* Start Article *

For the fiscal 2006 first quarter, net sales increased $17.1 million, or 9.0%, to $207.2 million from net sales of $190.1 million for the first quarter of fiscal 2005. Same store sales increased 5.3% for the first quarter, representing the Company’s 41st consecutive quarter of positive same store sales comparisons.
Gross profit increased 8.3% to $73.4 million from $67.8 million in the first quarter of the prior year. The Company’s gross profit margin was 35.4% in the first quarter of fiscal 2006 versus 35.7% in the first quarter of the prior year. Margin comparisons were affected by higher distribution center costs over the prior year of $4.6 million, which were primarily driven by the completion of the Company’s transition to, and the commencement of full-scale operations at, a new distribution center and increased trucking expenses reflecting higher gasoline prices. Gross profit comparisons for the first quarter also were affected by a

 


 

$1.7 million increase in the current year of distribution center costs capitalized into inventory.
Selling and administrative expenses as a percentage of sales were unchanged from the prior year at 27.7% in the first quarter. Selling and administrative expenses this year were affected by a $1.6 million increase in legal and audit fees during the first quarter, resulting primarily from higher audit costs and higher accounting consultant costs related to Sarbanes-Oxley compliance work, and by a provision of $0.4 million (pre-tax), or $0.01 per diluted share, for the expensing of stock options. For the first quarter, the Company was able to leverage store-related expenses and advertising expenses, which declined 50 basis points and 30 basis points as a percentage of sales, respectively, versus the first quarter of last year.

* End Article *

:: Brief ::
In the quarterly results report, by what percentage did same store sales rise in the first quarter? Rely only on the quarterly results report for your answers.

* Start Given information *

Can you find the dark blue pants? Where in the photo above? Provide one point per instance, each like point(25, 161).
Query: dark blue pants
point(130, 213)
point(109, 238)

* End Given information *

:: Written response ::
5.3%